##### Material shown #####

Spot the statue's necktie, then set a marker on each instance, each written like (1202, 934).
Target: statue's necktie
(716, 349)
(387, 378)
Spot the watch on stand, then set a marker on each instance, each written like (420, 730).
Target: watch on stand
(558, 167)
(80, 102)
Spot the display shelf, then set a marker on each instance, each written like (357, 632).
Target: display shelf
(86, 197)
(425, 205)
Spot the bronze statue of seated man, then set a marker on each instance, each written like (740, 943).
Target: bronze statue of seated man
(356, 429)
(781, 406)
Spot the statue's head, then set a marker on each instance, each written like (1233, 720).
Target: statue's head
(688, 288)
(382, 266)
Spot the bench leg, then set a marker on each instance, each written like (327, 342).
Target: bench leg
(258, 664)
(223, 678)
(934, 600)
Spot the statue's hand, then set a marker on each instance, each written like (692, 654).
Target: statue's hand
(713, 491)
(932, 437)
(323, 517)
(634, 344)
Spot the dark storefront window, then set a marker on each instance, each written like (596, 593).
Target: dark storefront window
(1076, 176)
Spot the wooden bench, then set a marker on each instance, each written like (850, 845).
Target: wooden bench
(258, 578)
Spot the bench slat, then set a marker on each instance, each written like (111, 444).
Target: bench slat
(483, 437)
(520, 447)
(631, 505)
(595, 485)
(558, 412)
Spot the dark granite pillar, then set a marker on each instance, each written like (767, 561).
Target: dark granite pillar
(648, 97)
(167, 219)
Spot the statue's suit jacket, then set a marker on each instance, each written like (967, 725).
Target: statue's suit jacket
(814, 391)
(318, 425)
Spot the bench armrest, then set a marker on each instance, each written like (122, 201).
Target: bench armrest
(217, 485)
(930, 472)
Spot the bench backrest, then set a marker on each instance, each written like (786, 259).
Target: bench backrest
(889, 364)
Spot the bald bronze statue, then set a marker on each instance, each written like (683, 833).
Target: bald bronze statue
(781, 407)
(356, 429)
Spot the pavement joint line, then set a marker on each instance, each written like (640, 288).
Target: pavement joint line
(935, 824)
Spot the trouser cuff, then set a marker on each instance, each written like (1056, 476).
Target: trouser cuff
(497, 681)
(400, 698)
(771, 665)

#####

All of the records must be repeated exactly.

Spot the statue's necktie, then set a marker on each instance, each written like (1202, 934).
Target: statue's necktie
(716, 349)
(387, 378)
Spot the watch on stand, then set a marker on each instance, each written like (420, 730).
Target: watch on stand
(558, 167)
(80, 102)
Spot the display shelf, then set a marker on each instance, each written like (357, 632).
Target: display shelf
(86, 197)
(425, 205)
Spot the bronze statue of seated man, then set a marker on each instance, each written like (740, 943).
Target: bronze statue of seated man
(356, 429)
(781, 406)
Spot the statue's head, then set a marker on each instance, each written like (1233, 720).
Target: statue's head
(688, 288)
(382, 266)
Spot the bench leg, then set a marker on each instance, each written like (327, 342).
Target: bench leg
(258, 664)
(223, 678)
(934, 600)
Spot the statue's hand, then set a marker on each instance, each written like (692, 654).
Target: statue's hand
(713, 491)
(932, 437)
(323, 517)
(634, 344)
Spot the dark storefront window, then set a marker on each instance, each written like (596, 593).
Target: dark storefront window
(1076, 176)
Spot the wooden bench, then set a marker on each instance, each written like (850, 845).
Target: wooden bench
(258, 578)
Spot the bench slat, then set a marker on each instance, each written like (111, 444).
Target: bench slat
(483, 437)
(520, 447)
(631, 505)
(595, 485)
(558, 412)
Spot the dark granite pillar, then set a marker on each instance, each written like (767, 561).
Target: dark granite pillar
(648, 97)
(167, 219)
Spot the statue's suit jacket, then set a marker on each instance, each written like (967, 725).
Target: statue's suit jacket
(814, 391)
(318, 425)
Spot the bench armrest, then set a marker on each instance, each written like (122, 201).
Target: bench armrest
(217, 485)
(930, 472)
Spot the bench backrest, then set a marker on each instance, each written like (786, 259).
Target: bench backrest
(889, 364)
Spot the bald bronze statue, then set a marker on each instance, each written like (683, 833).
Target: bald bronze statue
(781, 407)
(356, 429)
Spot the pavement joint line, then set a marker on each instance, each written like (640, 288).
Target: pavement joint line
(935, 824)
Spot the trouser cuff, then set a marker on each instance, each written like (1056, 476).
Target: trouser cuff
(497, 681)
(400, 698)
(771, 665)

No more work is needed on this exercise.